Top of TEXT SEGMENT
This paper presents an overview of automatic code generation methods for building trading systems. Both simple and complex methods are discussed. A simple ad hoc method is presented that can be implemented in TradeStation’s EasyLanguage scripting language to find basic price pattern-based strategies. A more complex approach based on genetic programming is also discussed.

Automatically generating trading systems is an attractive idea. However, there are several drawbacks as well. For one thing, rigorous approaches, such as those based on genetic programming, are complex and difficult to implement. Also, automatic code generation generally relies on historical simulation, which means it’s an optimization process. As such, the risk of over-fitting must be addressed. These caveats are also discussed.

The Basic Approach

The basic algorithm for building trading systems using automatic code generation is depicted below in Fig. 1. It starts with a method for combining different elements of the trading strategy. These elements may include various technical indicators, such as moving averages, stochastics, and so on; different types of entry and exit orders; and logical conditions for entering and exiting the market.

Figure 1. Basic algorithm for automated strategy building.

After the different elements are combined into a coherent strategy, it can be evaluated on the market or markets of interest. This requires market data – prices, volume, open interest, etc. – for each market. Generally speaking, you would also have a set of build goals to help rank or score each strategy. Examples of build goals include various performance measures, such as the net profit, drawdown, percentage of winners, profit factor, and so on. These could be stated as minimum requirements, such as a profit factor of at least 2.0, or as objectives to maximize, such as maximizing the net profit.

The strategy generation and evaluation steps are repeated until the termination criteria are met. The termination criteria could be as simple as creating a predetermined number of different strategies, or the process might be stopped after no further improvement in the build goals is achieved. Typically, an optimization algorithm is used to guide the strategies towards ones that meet the build goals. The final strategies are the ones with the highest rank or score based on the build goals. You could either take the single best strategy or save some number (or all) of the strategies, ranked by build goals. If there are multiple build goals, a weighted average can be used to form a single metric.

This is the most basic view of automatic system building. A more detailed description will be provided below in the section on genetic programming. This description also ignores the important problem of over-fitting, in which the strategy is fit so closely to the market data that’s used during the build process that the strategy doesn’t perform well in the future when applied to new data. This issue is also addressed below.

Theoretical Basis of Automatic Code Generation

As described above, building a trading system using automatic code generation is essentially an optimization problem. The combination of strategy elements that maximizes the build goals is taken as the final strategy. Some traders would object that trading systems should be constructed based on a hypothesis of market behavior or action. If you have a good hypothesis for how the markets work, a strategy can be built around that hypothesis and tested. If it works, it supports the hypothesis and justifies trading the strategy.

In fact, the approach described here is not fundamentally different than that. Each candidate strategy constructed during the build process, as depicted in Fig. 1, is essentially a hypothesis that is either supported or refuted by the evaluation. If out-of-sample testing is used, the final strategies can be further supported or refuted by the out-of-sample results.
Bottom of TEXT SEGMENT
Top of DATASET EXCERPTS
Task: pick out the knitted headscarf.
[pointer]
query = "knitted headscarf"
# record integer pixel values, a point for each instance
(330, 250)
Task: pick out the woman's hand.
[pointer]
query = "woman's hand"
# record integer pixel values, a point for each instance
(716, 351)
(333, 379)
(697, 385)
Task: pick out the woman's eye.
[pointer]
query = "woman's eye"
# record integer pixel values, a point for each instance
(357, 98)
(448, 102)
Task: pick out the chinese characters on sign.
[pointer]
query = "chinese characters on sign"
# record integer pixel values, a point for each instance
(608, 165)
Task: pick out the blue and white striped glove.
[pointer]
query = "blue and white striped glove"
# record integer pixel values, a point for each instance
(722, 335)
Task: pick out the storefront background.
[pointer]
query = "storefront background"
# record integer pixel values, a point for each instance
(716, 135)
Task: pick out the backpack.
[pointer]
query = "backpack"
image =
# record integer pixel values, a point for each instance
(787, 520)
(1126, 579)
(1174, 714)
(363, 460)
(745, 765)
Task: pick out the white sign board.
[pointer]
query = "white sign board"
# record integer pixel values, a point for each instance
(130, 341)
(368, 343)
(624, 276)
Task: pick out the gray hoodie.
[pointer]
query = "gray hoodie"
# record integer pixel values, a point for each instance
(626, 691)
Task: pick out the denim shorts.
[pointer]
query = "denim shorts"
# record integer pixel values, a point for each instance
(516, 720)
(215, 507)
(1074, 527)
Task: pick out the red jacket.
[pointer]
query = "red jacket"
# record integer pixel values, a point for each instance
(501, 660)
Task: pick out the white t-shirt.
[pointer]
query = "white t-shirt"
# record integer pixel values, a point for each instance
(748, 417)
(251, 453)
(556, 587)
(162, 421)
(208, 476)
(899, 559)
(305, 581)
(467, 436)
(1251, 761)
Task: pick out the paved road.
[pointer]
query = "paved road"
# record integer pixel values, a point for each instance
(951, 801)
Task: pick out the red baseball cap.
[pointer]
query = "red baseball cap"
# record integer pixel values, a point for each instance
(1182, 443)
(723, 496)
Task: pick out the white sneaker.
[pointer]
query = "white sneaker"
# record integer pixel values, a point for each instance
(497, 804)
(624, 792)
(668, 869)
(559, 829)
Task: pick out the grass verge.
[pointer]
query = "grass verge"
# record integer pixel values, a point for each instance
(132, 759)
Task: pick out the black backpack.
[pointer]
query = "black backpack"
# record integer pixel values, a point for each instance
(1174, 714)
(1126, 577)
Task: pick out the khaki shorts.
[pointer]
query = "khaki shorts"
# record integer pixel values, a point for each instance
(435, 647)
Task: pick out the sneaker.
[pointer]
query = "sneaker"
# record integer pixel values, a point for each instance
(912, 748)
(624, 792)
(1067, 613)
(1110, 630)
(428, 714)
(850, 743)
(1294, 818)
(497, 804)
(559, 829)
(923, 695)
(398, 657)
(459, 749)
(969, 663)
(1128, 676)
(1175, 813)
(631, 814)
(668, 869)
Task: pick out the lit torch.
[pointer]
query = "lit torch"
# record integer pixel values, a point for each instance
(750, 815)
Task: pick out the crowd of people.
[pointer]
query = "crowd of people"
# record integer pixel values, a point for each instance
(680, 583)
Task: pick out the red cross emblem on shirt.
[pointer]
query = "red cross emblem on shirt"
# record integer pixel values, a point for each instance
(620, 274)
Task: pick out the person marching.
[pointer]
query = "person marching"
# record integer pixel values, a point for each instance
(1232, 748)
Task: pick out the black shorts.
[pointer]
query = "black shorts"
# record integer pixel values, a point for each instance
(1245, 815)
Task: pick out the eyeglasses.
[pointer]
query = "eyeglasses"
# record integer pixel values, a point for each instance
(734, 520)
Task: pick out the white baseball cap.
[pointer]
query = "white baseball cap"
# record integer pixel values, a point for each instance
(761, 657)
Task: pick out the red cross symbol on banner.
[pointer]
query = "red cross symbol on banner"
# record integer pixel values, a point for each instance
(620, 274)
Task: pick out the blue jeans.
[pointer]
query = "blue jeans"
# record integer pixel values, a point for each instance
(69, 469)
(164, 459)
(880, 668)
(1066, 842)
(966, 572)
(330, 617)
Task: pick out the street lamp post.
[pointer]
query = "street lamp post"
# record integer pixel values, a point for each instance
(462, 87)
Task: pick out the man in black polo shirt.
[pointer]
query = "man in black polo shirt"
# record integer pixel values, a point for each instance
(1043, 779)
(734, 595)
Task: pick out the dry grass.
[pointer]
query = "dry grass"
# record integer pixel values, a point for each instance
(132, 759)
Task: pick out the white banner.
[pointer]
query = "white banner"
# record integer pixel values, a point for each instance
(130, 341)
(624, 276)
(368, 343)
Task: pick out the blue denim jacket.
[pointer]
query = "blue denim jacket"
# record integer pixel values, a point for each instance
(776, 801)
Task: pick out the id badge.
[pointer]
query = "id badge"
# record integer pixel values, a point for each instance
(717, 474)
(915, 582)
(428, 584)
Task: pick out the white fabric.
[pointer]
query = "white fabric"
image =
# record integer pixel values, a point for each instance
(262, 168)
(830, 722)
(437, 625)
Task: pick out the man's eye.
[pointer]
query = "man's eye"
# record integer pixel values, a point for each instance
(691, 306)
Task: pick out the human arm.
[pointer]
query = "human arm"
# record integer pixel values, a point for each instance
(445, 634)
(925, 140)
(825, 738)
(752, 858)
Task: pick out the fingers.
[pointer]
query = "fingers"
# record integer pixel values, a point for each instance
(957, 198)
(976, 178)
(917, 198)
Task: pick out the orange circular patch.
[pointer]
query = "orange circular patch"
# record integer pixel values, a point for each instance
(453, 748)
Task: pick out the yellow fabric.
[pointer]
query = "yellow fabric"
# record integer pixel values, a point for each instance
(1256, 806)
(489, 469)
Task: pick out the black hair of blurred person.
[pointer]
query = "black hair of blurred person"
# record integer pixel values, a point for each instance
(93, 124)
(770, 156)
Bottom of DATASET EXCERPTS
** WORK TO COMPLETE **
Write the next part of the text on automatic code generation for trading systems, picking up after its final sentence. The records were taken from a different source than the text.

** EXERCISE RESPONSE **
Another way to view automatic code generation is as a problem of statistical inference. The price data can be thought of as a combination of “signal” and “noise”. The signal is the tradable part of the data, and the noise is everything else. In this context, the strategy building process is a nonlinear curve-fitting problem where the objective is finding strategies that fit the signal while ignoring the noise and avoiding over-fitting. At the same time, market data is often non-stationary: the statistical properties change over time. A successful strategy is therefore one that fits the stationary elements of the market signal with adequate degrees-of-freedom to avoid over-fitting. Although discussed in more detail below, out-of-sample testing is generally used to verify that the strategies are not over-fit to the market.

Pattern System Code Generator for TradeStation

This section describes an ad hoc approach to automatic code generation in which a trading system for TradeStation automatically generates other, pattern-based trading systems for TradeStation. The AutoSystemGen system searches for a set of trading rules, along with the associated parameter values, that meet a specified set of performance requirements.

Depending on the performance requirements, it might find several or even dozens of trading systems that meet the requirements. It then writes the EasyLanguage code for each system to a file. For illustrative purposes, the rules for the generated systems are restricted to price patterns. In principle, this technique could be expanded to automatically generate systems drawing from a wide variety of entry and exit techniques applicable to almost any market.

Price Pattern Rules

While almost any type of indicator or trading logic could be included in the trading system generator described here, to keep things fairly simple, the rules of the generated systems will be restricted to price patterns. Each entry rule of a generated trading system will have the following form:

P1[N1] Ineq P2[N2]

where P1 and P2 are prices (open, high, low, or close), N1 and N2 are the number of bars to look back (e.g. Close[2] is the close two bars ago), and Ineq is an inequality operator, either <= or >=. Examples of rules include the following:

Close <= Close[2]

Low[2] <= High[10]

High[3] >= Close[4]

and so on. P1, P2, N1, N2, and Ineq are all variables to be determined by the system generation process.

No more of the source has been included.